Set exercise:
Rewrite the data from the line containing "the truck door" through the end of the data, replacing "truck door" with "cab door" and leaving everything else unchanged.

Records shown:
%%
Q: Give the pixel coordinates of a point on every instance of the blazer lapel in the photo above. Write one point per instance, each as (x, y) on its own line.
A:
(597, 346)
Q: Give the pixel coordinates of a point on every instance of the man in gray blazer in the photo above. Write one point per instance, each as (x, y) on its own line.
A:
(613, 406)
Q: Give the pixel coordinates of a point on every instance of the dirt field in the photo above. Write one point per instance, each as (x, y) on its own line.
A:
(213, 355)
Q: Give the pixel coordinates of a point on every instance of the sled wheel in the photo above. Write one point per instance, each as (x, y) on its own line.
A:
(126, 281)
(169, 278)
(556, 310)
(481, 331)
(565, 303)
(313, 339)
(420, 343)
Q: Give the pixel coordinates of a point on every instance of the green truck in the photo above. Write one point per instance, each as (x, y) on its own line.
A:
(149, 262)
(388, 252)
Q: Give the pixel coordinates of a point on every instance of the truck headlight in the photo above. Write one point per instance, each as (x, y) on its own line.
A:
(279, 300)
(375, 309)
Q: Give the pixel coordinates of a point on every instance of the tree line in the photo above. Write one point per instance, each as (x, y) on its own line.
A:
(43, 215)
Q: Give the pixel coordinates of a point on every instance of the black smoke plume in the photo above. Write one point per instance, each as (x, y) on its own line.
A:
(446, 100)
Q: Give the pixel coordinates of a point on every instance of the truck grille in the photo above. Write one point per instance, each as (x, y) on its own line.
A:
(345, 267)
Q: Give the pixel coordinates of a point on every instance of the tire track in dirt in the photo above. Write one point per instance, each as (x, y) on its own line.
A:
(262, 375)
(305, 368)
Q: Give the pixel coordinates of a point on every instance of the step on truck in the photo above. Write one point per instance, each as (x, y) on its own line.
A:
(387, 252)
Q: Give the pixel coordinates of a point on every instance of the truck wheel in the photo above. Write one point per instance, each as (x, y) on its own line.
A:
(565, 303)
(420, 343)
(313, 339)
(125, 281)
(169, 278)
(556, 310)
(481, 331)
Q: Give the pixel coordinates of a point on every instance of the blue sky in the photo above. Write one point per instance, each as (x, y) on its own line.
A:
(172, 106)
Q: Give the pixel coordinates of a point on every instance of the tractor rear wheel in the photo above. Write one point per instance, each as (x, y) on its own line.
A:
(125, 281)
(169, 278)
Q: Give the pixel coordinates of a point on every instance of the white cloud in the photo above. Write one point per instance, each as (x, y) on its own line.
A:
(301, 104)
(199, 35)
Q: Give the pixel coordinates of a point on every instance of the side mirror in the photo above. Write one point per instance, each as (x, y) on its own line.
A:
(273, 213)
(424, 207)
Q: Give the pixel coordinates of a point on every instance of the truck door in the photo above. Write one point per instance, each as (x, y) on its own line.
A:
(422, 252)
%%
Output of the exercise:
Q: Give the pixel coordinates of a point on every instance of the cab door in the photo above. Write one point per instance, each as (x, y) on its own line.
A:
(422, 252)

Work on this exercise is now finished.